Source excerpt:

* * *

# Quarter House- should we rent a car?



## LMD (Nov 29, 2014)

I just booked an exchange to the Quarter House for Jan 9th, we are only staying until the 14th and have never been to NO before. Should I rent a car? I couldn't find any information about parking at the QH and didn't know if we would really even need one.
Thanks!


----------



## riverdees05 (Nov 29, 2014)

There is a parking lot about 1 1/2 blocks away and it is $20 a day with in/out.  If you decide to do this, you stop at Quarter House and get a card and pay them.  You get a stamp on the card for each day.  Quarter House is a great location.  Close to the French Quarters, Downtown area, Street Car Stop, etc.  I think I would not get a car for my first visit.  Many of the streets are one way, narrow with a lot of people walking around.  I have done it both ways in NO, but have only stayed once at Quarter House.  If you like walking, you can do many things.  You do need to keep an eye on sidewalks while walking several uneven spots.


----------



## Merbears (Nov 29, 2014)

Have a great time! I have been visited NOLA several times (pre ts life) and love itI have lived and driven in major metro areas  but would not drive in NOLA. It's easy to get around and cabs are inexpensive  - in my opinion . 


Sent from my iPhone using Tapatalk


----------



## ronparise (Nov 29, 2014)

If you want to get out of town to tour the countryside yourself, bring a car. but for anything in town use the streetcar.  By the way there are plantation tours, for that out of town experience...ride the bus and leave the driving to them.

* * *

Dataset rows:
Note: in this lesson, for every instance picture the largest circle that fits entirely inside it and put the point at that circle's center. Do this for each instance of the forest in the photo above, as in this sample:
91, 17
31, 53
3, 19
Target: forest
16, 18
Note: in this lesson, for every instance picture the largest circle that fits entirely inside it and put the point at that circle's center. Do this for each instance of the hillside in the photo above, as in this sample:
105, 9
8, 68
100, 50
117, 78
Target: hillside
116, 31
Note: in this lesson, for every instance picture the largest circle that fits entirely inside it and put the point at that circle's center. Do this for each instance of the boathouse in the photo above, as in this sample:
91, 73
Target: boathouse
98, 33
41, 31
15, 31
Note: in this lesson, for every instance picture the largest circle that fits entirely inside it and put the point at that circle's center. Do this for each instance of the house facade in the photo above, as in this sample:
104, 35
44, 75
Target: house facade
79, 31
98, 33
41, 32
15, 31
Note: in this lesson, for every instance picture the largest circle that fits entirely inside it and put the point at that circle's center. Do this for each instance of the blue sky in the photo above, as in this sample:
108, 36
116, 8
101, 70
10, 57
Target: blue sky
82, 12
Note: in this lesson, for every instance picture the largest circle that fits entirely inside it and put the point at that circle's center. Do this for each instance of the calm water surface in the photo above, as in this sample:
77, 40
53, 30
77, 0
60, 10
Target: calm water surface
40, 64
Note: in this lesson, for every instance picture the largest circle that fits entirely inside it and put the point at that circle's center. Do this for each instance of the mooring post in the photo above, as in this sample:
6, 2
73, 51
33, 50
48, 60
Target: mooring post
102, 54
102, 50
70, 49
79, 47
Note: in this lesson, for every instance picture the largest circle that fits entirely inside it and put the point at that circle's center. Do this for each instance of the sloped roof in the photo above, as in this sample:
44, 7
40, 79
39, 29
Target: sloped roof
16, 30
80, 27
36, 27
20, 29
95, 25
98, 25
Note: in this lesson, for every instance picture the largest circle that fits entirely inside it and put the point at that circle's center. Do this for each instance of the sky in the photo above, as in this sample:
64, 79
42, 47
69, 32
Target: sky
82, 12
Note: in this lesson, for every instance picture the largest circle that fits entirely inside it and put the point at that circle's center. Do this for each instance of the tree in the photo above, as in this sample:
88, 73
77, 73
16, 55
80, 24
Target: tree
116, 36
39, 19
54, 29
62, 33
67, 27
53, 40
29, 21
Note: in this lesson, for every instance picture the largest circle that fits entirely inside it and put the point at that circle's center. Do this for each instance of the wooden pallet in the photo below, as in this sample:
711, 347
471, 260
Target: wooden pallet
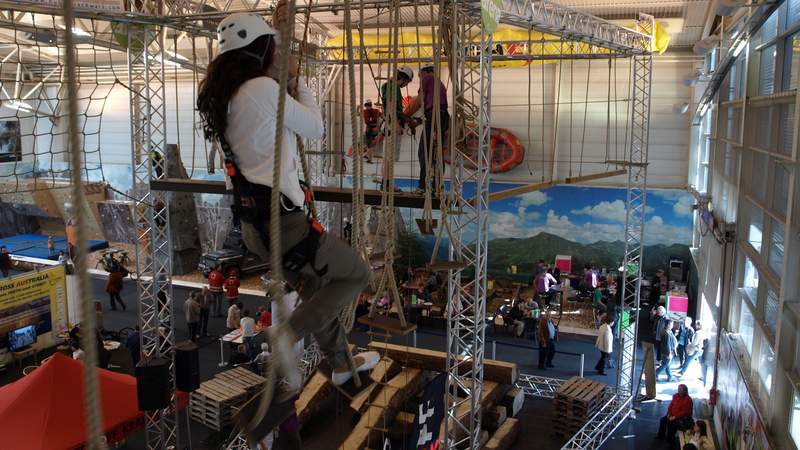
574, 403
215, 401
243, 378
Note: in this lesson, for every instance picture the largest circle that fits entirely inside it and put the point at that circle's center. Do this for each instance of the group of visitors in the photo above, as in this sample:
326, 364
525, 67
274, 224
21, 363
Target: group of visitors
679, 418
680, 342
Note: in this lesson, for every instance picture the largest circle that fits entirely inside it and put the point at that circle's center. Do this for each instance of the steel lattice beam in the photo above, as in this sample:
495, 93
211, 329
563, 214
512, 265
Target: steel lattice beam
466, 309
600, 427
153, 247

* * *

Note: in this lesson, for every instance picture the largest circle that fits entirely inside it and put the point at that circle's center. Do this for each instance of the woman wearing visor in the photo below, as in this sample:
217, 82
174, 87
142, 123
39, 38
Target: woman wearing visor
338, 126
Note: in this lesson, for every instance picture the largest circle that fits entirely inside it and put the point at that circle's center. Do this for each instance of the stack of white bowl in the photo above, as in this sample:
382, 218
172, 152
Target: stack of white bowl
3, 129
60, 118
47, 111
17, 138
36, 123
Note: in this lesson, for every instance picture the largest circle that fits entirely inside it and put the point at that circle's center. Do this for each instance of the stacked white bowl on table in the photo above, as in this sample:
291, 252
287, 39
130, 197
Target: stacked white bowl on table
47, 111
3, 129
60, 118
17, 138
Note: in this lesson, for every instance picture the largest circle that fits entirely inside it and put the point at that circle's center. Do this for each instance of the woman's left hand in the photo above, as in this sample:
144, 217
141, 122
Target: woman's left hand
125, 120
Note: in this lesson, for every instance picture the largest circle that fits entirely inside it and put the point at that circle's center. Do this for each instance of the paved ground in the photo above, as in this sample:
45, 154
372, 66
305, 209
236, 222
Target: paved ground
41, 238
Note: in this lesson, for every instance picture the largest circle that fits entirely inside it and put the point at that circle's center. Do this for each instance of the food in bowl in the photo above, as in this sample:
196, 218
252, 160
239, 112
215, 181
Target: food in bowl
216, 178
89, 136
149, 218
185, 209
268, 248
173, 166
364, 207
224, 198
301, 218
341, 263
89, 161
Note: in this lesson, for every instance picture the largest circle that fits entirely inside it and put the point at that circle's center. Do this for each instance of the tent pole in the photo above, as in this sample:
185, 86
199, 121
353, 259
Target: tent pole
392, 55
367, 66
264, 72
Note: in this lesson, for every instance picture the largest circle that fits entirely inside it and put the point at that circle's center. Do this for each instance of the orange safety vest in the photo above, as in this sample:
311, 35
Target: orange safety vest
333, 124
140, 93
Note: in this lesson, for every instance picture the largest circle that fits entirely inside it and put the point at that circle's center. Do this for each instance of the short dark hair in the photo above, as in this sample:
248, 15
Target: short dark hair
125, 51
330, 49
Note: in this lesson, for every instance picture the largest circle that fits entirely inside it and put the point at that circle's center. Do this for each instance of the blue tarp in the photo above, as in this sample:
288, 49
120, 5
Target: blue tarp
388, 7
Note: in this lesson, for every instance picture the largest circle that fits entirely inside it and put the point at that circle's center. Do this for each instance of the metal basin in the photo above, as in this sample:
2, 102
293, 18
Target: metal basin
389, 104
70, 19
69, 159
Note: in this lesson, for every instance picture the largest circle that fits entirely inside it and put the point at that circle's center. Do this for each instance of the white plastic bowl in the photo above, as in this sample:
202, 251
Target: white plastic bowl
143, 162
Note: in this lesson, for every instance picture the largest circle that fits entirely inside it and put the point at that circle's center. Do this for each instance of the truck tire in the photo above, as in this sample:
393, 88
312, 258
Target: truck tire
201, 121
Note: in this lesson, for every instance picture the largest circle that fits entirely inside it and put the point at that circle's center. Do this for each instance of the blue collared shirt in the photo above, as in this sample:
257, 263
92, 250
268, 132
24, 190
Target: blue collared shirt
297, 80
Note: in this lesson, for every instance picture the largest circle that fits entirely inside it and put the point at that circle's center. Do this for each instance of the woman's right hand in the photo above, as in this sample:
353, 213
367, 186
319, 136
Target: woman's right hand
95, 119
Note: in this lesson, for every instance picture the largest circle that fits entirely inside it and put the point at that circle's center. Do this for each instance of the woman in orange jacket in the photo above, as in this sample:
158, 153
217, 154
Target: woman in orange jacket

* * *

Task requirements:
- a) Answer these questions from the forum thread above about renting a car when staying at Quarter House:
(i) How much does the nearby parking lot charge per day, and how far is it from Quarter House?
(ii) According to the post by Merbears, how expensive are cabs?
(iii) What does ronparise recommend using for anything in town?
- b) From the forum thread above, print the passage from "There is a parking" up to and including "Merbears (Nov 29, 2014)".
- c) In the forum thread above, riverdees05 advises against getting a car on a first visit to New Orleans. Using the reasons given in that post, explain this advice in one to three sentences.

In response:
- a)
(i) $20 a day with in/out, about 1 1/2 blocks away.
(ii) Inexpensive, in that poster's opinion.
(iii) The streetcar.

- b)
There is a parking lot about 1 1/2 blocks away and it is $20 a day with in/out.  If you decide to do this, you stop at Quarter House and get a card and pay them.  You get a stamp on the card for each day.  Quarter House is a great location.  Close to the French Quarters, Downtown area, Street Car Stop, etc.  I think I would not get a car for my first visit.  Many of the streets are one way, narrow with a lot of people walking around.  I have done it both ways in NO, but have only stayed once at Quarter House.  If you like walking, you can do many things.  You do need to keep an eye on sidewalks while walking several uneven spots.


----------



## Merbears (Nov 29, 2014)

- c) Driving is awkward because many streets are one way and narrow, with a lot of people walking around. Quarter House is also close to the French Quarter, the downtown area and a streetcar stop, so many things can be done on foot.